▶ [EXERCISE]:
Continue the text on G-quadruplexes from the point where it ends.

▶ [SOURCE EXTRACT]:

+ + + + + + +

Shankar Balasubramanian has been studying G-quadruplexes for a long time—15 years by his count—with many methodological successes along the way. He and his team at the University of Cambridge now show that it is possible to locate these structures, knot-like stacks of guanine tetrads held together by hydrogen bonds, throughout the genome.

G-quadruplexes, also called G4s, are diverse structures made from one, two or even four unconnected DNA strands. Between the tetrads there can be long loops and bulges—features usually associated with the more flexible RNA molecule. (RNA also forms G4s.) This diversity means that guanines can be separated in the linear sequence and makes it difficult to computationally predict where G4s form. “Once you can tolerate a lot of discontinuities, the universe of possibilities becomes enormous,” says Balasubramanian.

+ + + + + + +

(Items from a data source)

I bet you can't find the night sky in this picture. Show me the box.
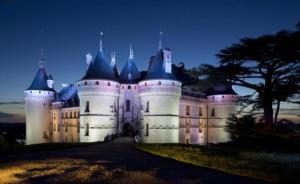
[0,0,300,122]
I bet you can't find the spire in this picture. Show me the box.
[129,43,133,59]
[39,49,45,68]
[158,31,163,50]
[110,51,116,66]
[99,32,103,52]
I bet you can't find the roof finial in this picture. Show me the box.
[111,51,116,66]
[158,31,163,50]
[129,43,133,59]
[100,31,103,52]
[39,49,45,68]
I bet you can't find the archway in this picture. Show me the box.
[123,123,134,137]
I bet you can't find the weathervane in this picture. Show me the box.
[40,49,45,68]
[100,31,103,52]
[129,43,133,59]
[158,31,163,50]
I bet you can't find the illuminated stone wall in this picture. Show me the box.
[24,90,54,145]
[77,80,120,142]
[139,80,181,143]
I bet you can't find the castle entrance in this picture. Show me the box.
[123,123,134,137]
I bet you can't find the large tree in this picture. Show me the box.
[202,24,300,124]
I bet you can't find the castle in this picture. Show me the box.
[24,34,237,144]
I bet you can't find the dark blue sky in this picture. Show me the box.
[0,0,300,122]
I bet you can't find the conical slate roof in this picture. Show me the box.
[82,51,116,80]
[144,49,177,80]
[206,84,237,96]
[119,59,141,84]
[27,67,55,92]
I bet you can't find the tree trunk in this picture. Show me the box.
[274,100,281,124]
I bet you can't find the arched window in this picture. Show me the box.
[211,108,215,116]
[145,123,149,136]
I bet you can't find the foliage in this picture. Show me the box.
[137,144,300,183]
[198,23,300,124]
[225,115,255,141]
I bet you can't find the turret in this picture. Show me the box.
[119,44,141,135]
[138,41,181,143]
[47,74,54,89]
[77,33,120,142]
[24,49,56,145]
[85,52,93,70]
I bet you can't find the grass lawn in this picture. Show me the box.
[136,144,300,183]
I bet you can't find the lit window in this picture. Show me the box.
[85,123,90,136]
[145,101,149,112]
[84,101,90,112]
[145,123,149,136]
[185,105,190,116]
[211,108,215,116]
[199,107,203,116]
[126,100,130,112]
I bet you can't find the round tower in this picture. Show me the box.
[138,49,181,143]
[77,34,120,142]
[24,51,55,145]
[204,84,237,143]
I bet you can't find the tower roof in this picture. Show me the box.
[206,84,237,96]
[27,67,55,92]
[144,48,177,80]
[82,51,116,80]
[119,59,141,84]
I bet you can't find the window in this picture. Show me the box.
[145,123,149,136]
[84,101,90,112]
[211,108,215,116]
[185,105,190,116]
[85,123,90,136]
[145,101,149,112]
[198,121,202,133]
[126,100,130,112]
[199,107,203,116]
[185,121,191,134]
[77,121,80,133]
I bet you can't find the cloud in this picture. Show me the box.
[0,101,25,105]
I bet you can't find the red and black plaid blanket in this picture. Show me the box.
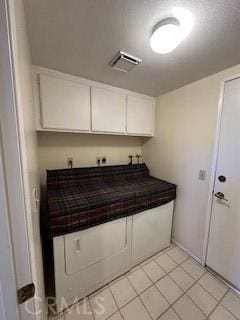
[45,164,176,237]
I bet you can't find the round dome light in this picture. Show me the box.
[150,18,181,54]
[150,8,193,54]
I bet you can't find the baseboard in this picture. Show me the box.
[172,238,202,265]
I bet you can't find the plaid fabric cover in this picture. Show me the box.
[46,164,176,237]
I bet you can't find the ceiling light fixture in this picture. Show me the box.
[150,8,193,54]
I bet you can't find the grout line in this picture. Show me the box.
[56,245,239,320]
[204,289,232,319]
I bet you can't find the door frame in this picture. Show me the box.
[0,0,36,320]
[202,74,240,266]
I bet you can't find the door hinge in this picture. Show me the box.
[17,283,35,304]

+ + + + + + +

▶ [TASK OUTPUT]:
Their G4-sequencing (G4-seq) approach is based on the fact that G4s can block polymerases, similar to the principle behind polymerase stop assays that have been used to query individual structures. “The key was to find near-native conditions under which one would expect these structures might form, and find conditions under which these structures would be disfavored,” explains Balasubramanian. Physiological levels of potassium stabilize G-quadruplexes, but sodium or lithium at the same ionic strength have the opposite effect. The small molecule pyridostatin stabilized G4s even more.

To start, genomic DNA is sequenced under disfavoring conditions on an Illumina flow cell to determine the identity of every fragment. The synthesized strand is then peeled away and sequenced again under G4-favoring conditions. The polymerase begins adding gibberish bases when it reaches a stable G4, causing sudden discontinuities in base quality and sequence identity.

In primary human B lymphocytes, G4-seq sites agreed well with computationally predicted G4s, but their number more than doubled to over 716,000 despite a conservative detection cutoff. A large subset consisted of noncanonical G4 structures that are computationally difficult to detect, and these were enriched in gene bodies. The researchers also confirmed some novel G4s using biophysical methods.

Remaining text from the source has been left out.